# Exercise aim
Beginning with the line that contains "Query: shadow on ice floor" and ending with the line that contains "Where can the glossy", reproduce the lines of the entries below exactly, omitting pictures.

# Extracted information

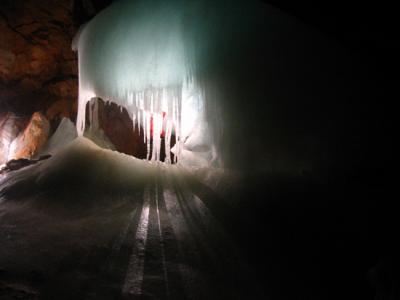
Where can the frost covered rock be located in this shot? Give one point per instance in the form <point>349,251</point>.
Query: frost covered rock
<point>31,140</point>
<point>65,134</point>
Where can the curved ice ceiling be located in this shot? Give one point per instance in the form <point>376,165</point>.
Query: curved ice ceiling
<point>136,53</point>
<point>203,69</point>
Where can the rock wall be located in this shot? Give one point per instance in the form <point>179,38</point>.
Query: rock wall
<point>38,70</point>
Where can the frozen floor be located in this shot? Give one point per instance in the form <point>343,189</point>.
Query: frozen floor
<point>160,242</point>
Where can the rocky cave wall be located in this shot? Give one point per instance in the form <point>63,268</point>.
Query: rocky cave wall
<point>39,74</point>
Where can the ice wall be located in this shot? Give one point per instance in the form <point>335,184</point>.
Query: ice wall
<point>235,81</point>
<point>151,57</point>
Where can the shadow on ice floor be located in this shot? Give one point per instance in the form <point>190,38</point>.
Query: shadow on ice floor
<point>175,238</point>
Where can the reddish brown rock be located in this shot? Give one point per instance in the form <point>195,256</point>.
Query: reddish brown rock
<point>10,127</point>
<point>29,142</point>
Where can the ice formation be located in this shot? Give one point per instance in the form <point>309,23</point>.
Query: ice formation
<point>154,58</point>
<point>222,78</point>
<point>134,54</point>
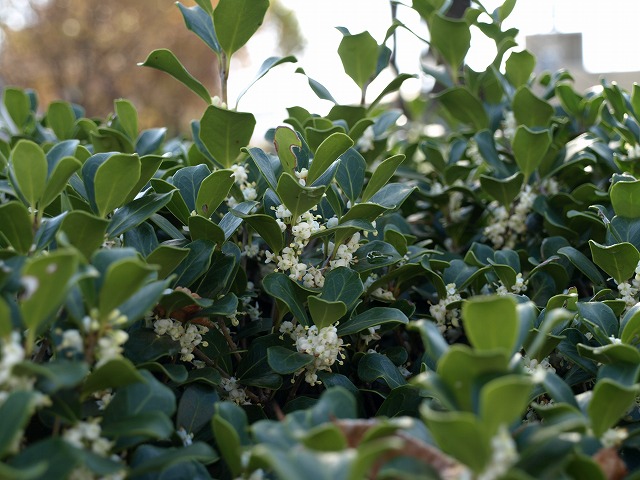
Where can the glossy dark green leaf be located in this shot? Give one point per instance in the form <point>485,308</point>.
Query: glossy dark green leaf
<point>200,22</point>
<point>285,361</point>
<point>225,132</point>
<point>371,318</point>
<point>164,60</point>
<point>374,366</point>
<point>325,313</point>
<point>115,373</point>
<point>619,260</point>
<point>350,173</point>
<point>267,65</point>
<point>84,231</point>
<point>464,106</point>
<point>235,22</point>
<point>46,280</point>
<point>450,37</point>
<point>359,55</point>
<point>504,190</point>
<point>136,212</point>
<point>529,148</point>
<point>15,226</point>
<point>280,286</point>
<point>295,197</point>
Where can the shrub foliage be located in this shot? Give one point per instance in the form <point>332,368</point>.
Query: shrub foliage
<point>359,299</point>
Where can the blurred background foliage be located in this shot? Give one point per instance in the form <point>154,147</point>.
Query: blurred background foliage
<point>86,53</point>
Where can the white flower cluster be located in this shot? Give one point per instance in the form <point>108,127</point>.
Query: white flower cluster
<point>519,287</point>
<point>189,335</point>
<point>440,313</point>
<point>324,345</point>
<point>241,176</point>
<point>506,227</point>
<point>235,393</point>
<point>504,454</point>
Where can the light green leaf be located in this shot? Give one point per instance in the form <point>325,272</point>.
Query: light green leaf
<point>29,167</point>
<point>113,181</point>
<point>359,55</point>
<point>235,22</point>
<point>326,153</point>
<point>325,313</point>
<point>529,148</point>
<point>213,190</point>
<point>619,260</point>
<point>371,318</point>
<point>225,132</point>
<point>164,60</point>
<point>381,175</point>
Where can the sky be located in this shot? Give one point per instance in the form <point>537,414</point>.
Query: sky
<point>609,42</point>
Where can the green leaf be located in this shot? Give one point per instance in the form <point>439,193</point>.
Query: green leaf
<point>29,167</point>
<point>285,361</point>
<point>117,372</point>
<point>504,400</point>
<point>381,175</point>
<point>326,153</point>
<point>280,286</point>
<point>267,65</point>
<point>201,228</point>
<point>491,323</point>
<point>46,280</point>
<point>464,106</point>
<point>267,228</point>
<point>113,181</point>
<point>16,226</point>
<point>235,22</point>
<point>529,148</point>
<point>127,117</point>
<point>450,37</point>
<point>374,366</point>
<point>136,212</point>
<point>619,260</point>
<point>286,143</point>
<point>519,67</point>
<point>531,110</point>
<point>84,231</point>
<point>325,313</point>
<point>504,190</point>
<point>371,318</point>
<point>610,401</point>
<point>58,178</point>
<point>625,198</point>
<point>350,173</point>
<point>164,60</point>
<point>296,198</point>
<point>199,20</point>
<point>212,192</point>
<point>122,279</point>
<point>461,435</point>
<point>61,119</point>
<point>359,55</point>
<point>225,132</point>
<point>15,411</point>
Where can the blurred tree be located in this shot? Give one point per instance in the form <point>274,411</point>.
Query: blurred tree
<point>86,52</point>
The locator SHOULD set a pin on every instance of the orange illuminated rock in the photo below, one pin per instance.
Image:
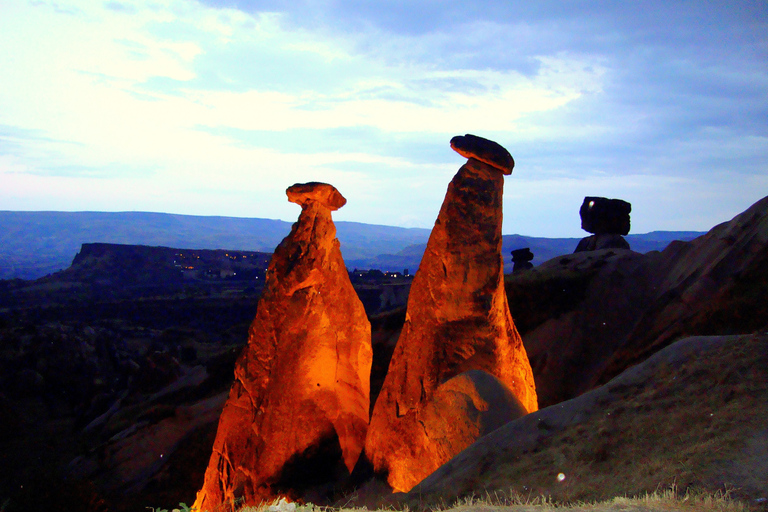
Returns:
(457, 320)
(298, 410)
(462, 410)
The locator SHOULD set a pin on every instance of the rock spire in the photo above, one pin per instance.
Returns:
(457, 321)
(298, 410)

# Answer
Query: shadow on ice floor
<point>175,238</point>
Where can the reddish brown rock be located in this shot? Give one point per instance in the form <point>195,256</point>.
Query: reddish brown rock
<point>10,127</point>
<point>29,142</point>
Where can the ice formation be located in this shot? Give one point per instance in the form <point>309,23</point>.
Query: ice formation
<point>154,58</point>
<point>222,78</point>
<point>134,54</point>
Where can the glossy dark green leaf be located in this shot? Give one point per instance in the form <point>485,308</point>.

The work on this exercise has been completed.